◆ Records for the exercise
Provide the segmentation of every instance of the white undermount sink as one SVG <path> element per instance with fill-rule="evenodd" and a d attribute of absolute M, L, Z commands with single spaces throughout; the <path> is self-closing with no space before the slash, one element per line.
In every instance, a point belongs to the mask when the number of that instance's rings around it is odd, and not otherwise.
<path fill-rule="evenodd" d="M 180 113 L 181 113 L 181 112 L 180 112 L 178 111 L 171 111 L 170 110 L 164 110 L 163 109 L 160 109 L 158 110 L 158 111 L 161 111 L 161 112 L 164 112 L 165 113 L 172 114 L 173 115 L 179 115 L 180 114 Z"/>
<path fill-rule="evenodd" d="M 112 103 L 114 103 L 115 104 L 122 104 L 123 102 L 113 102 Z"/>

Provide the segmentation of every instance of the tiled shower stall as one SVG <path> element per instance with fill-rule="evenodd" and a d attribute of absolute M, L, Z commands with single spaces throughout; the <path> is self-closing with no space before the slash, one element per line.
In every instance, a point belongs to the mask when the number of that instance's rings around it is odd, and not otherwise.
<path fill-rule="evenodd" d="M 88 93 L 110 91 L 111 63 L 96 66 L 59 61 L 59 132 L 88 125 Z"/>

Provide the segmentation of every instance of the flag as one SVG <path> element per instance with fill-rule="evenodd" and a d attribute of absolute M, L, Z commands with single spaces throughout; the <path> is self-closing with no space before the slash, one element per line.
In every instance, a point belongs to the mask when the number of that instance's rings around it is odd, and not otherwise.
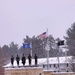
<path fill-rule="evenodd" d="M 42 34 L 37 36 L 37 38 L 45 38 L 45 37 L 47 37 L 46 32 L 43 32 Z"/>
<path fill-rule="evenodd" d="M 58 46 L 64 45 L 64 40 L 58 41 L 57 45 L 58 45 Z"/>
<path fill-rule="evenodd" d="M 23 48 L 31 48 L 30 43 L 23 43 Z"/>

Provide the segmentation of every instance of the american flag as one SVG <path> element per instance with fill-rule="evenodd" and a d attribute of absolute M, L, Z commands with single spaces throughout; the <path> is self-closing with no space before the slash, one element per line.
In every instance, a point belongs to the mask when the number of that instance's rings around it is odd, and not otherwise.
<path fill-rule="evenodd" d="M 46 32 L 43 32 L 42 34 L 38 35 L 37 38 L 46 38 Z"/>

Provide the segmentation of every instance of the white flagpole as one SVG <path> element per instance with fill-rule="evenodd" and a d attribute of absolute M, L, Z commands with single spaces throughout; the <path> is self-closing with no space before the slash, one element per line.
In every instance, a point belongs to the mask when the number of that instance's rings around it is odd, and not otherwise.
<path fill-rule="evenodd" d="M 32 57 L 32 43 L 30 42 L 30 47 L 31 47 L 31 57 Z"/>
<path fill-rule="evenodd" d="M 49 41 L 48 41 L 48 29 L 47 29 L 47 43 L 46 43 L 46 51 L 47 51 L 47 70 L 49 70 Z"/>

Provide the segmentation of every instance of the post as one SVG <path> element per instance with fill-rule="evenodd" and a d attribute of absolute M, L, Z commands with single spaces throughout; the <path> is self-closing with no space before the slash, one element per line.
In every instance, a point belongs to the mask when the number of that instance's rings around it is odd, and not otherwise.
<path fill-rule="evenodd" d="M 50 47 L 49 47 L 48 39 L 47 39 L 47 44 L 46 44 L 45 49 L 47 51 L 47 70 L 49 70 L 49 50 L 50 50 Z"/>
<path fill-rule="evenodd" d="M 31 48 L 30 54 L 31 54 L 31 57 L 32 57 L 32 43 L 30 43 L 30 48 Z"/>
<path fill-rule="evenodd" d="M 60 59 L 59 59 L 59 53 L 60 53 L 60 51 L 59 51 L 59 46 L 58 46 L 58 71 L 60 72 Z"/>

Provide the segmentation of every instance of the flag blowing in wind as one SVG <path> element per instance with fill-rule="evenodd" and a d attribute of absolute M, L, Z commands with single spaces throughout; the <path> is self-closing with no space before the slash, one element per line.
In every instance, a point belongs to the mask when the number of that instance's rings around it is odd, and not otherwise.
<path fill-rule="evenodd" d="M 23 43 L 23 48 L 31 48 L 30 43 Z"/>
<path fill-rule="evenodd" d="M 37 38 L 46 38 L 46 32 L 43 32 L 42 34 L 38 35 Z"/>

◆ To be done
Copy all of the data above word for word, leaving the pictures out of your answer.

◆ The solution
Provide the segmentation of every instance of the white undermount sink as one SVG <path> element per instance with fill-rule="evenodd" and a d attribute of absolute M, L, Z commands with single spaces throughout; the <path> is self-closing with no space before the slash, one element per line.
In every instance, a point belongs to the mask when the number of that instance's rings around it is odd, and not otherwise.
<path fill-rule="evenodd" d="M 180 113 L 181 113 L 181 112 L 180 112 L 178 111 L 171 111 L 170 110 L 164 110 L 163 109 L 160 109 L 158 110 L 158 111 L 161 111 L 161 112 L 164 112 L 165 113 L 172 114 L 173 115 L 179 115 L 180 114 Z"/>
<path fill-rule="evenodd" d="M 112 103 L 114 103 L 115 104 L 122 104 L 123 102 L 113 102 Z"/>

Provide the segmentation of every instance of the tiled shower stall as one SVG <path> element per instance with fill-rule="evenodd" and a d attribute of absolute M, L, Z commands with single spaces throughout; the <path> is self-closing with no space before the slash, one element per line.
In every instance, a point belongs to the mask when the number of that instance's rings around it is odd, and not otherwise.
<path fill-rule="evenodd" d="M 88 93 L 110 91 L 111 63 L 96 66 L 59 61 L 59 132 L 88 125 Z"/>

Provide the segmentation of every instance of the flag as one SVG <path> element per instance with fill-rule="evenodd" and a d attribute of absolute M, L, Z commands with single spaces throughout; the <path> is self-closing with no space before the slash, one element per line.
In every instance, a point belongs to the mask when the number of that instance's rings around it is odd, and not otherwise.
<path fill-rule="evenodd" d="M 42 34 L 37 36 L 37 38 L 45 38 L 45 37 L 47 37 L 46 32 L 43 32 Z"/>
<path fill-rule="evenodd" d="M 58 46 L 64 45 L 64 40 L 58 41 L 57 45 L 58 45 Z"/>
<path fill-rule="evenodd" d="M 23 48 L 31 48 L 30 43 L 23 43 Z"/>

Provide the segmentation of every instance of the american flag as one SVG <path> element per instance with fill-rule="evenodd" and a d attribute of absolute M, L, Z commands with single spaces throughout; the <path> is self-closing with no space before the slash, one element per line.
In every instance, a point belongs to the mask when the number of that instance's rings around it is odd, and not otherwise.
<path fill-rule="evenodd" d="M 46 32 L 43 32 L 42 34 L 38 35 L 37 38 L 46 38 Z"/>

Provide the segmentation of every instance of the white flagpole as one SVG <path> element per instance with fill-rule="evenodd" and a d attribute of absolute M, L, Z commands with single spaces throughout; the <path> is self-closing with no space before the slash, one element per line.
In every instance, a point belongs to the mask when the number of that instance's rings around it is odd, and not otherwise.
<path fill-rule="evenodd" d="M 32 57 L 32 43 L 30 42 L 30 47 L 31 47 L 31 57 Z"/>
<path fill-rule="evenodd" d="M 49 41 L 48 41 L 48 29 L 47 29 L 47 43 L 46 43 L 46 51 L 47 51 L 47 70 L 49 70 Z"/>

Provide the segmentation of every instance of the post as one SVG <path> element per instance with fill-rule="evenodd" and a d attribute of absolute M, L, Z commands with single spaces throughout; the <path> is self-closing with no space before the slash, one element per line.
In every instance, a point belongs to the mask when the number of that instance's rings around it is odd, and not otherwise.
<path fill-rule="evenodd" d="M 50 47 L 49 47 L 48 39 L 47 39 L 47 44 L 46 44 L 45 49 L 47 51 L 47 70 L 49 70 L 49 50 L 50 50 Z"/>
<path fill-rule="evenodd" d="M 31 48 L 30 54 L 31 54 L 31 57 L 32 57 L 32 43 L 30 43 L 30 48 Z"/>
<path fill-rule="evenodd" d="M 60 59 L 59 59 L 59 53 L 60 53 L 60 51 L 59 51 L 59 46 L 58 46 L 58 71 L 60 72 Z"/>

Provide the segmentation of every instance of the flag blowing in wind as one SVG <path> element per instance with fill-rule="evenodd" and a d attribute of absolute M, L, Z commands with single spaces throughout; the <path> is self-closing with no space before the slash, one element per line.
In every instance, a point belongs to the mask when the number of that instance's rings around it is odd, and not otherwise.
<path fill-rule="evenodd" d="M 23 43 L 23 48 L 31 48 L 30 43 Z"/>
<path fill-rule="evenodd" d="M 37 38 L 46 38 L 46 32 L 43 32 L 42 34 L 38 35 Z"/>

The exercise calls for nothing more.